-------- Materials provided --------
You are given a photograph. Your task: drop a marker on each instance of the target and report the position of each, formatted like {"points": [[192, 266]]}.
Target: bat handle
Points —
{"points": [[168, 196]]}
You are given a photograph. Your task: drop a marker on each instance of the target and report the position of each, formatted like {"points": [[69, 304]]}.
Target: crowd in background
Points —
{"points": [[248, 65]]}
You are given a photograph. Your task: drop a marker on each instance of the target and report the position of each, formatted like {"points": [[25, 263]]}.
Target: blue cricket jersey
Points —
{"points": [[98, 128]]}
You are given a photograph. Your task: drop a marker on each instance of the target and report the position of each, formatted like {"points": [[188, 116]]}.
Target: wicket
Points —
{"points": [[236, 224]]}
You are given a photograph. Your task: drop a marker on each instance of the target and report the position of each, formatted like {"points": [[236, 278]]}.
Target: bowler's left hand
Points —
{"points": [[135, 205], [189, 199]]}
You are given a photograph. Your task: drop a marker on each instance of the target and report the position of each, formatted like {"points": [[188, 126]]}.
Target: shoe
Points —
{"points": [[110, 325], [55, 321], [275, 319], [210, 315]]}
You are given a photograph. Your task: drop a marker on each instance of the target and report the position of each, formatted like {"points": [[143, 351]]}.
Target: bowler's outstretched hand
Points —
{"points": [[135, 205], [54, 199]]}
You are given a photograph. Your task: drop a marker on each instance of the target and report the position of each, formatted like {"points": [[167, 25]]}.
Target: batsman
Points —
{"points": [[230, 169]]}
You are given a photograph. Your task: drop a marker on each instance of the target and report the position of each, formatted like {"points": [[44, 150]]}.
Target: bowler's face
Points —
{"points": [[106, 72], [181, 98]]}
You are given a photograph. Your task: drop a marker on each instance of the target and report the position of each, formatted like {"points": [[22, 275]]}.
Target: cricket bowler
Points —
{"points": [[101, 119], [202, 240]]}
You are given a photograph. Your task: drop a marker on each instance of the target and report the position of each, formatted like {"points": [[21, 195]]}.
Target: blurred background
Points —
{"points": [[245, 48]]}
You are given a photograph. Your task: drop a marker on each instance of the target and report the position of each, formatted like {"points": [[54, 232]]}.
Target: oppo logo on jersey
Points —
--------
**Action item**. Print exactly the lines above, starting at the line that contains "Target: bowler's left hand" and ending with the last line of the records, both included.

**Written solution**.
Target: bowler's left hand
Points —
{"points": [[135, 205], [189, 199]]}
You are given a photograph. Your task: drop a marker on each instance of the target and report the position of each, formatted like {"points": [[188, 126]]}.
Target: shoe
Points —
{"points": [[110, 325], [55, 321], [275, 319], [210, 315]]}
You are given a photograph. Your task: drop a marker on each instance of the target and report the position of each, formatted like {"points": [[143, 351]]}.
Target: bowler's outstretched hand
Points —
{"points": [[135, 205], [54, 199]]}
You are given a photograph. Your task: drop a marker on each instance of the target and report the position of each, formatted like {"points": [[167, 25]]}.
Target: batsman
Points —
{"points": [[230, 169]]}
You are given a photograph. Your task: drop a marker on each instance of the target and report the position of each, formatted like {"points": [[44, 150]]}.
Target: bowler's face
Points —
{"points": [[106, 72], [181, 98]]}
You are given a photograph. Your task: drop a marker on each instance of the target and report the position of each, formatted like {"points": [[22, 275]]}.
Target: cricket bowler
Points —
{"points": [[101, 119], [202, 240]]}
You are given a photograph. Your task: drop a marker on each instance of the target and report the position of each, formatted like {"points": [[21, 195]]}.
Target: blurred background
Points —
{"points": [[245, 48]]}
You are given a photograph. Your task: drop a marker on each instance of the target and report the position of each, formatted like {"points": [[54, 232]]}.
Target: oppo logo on jersey
Points —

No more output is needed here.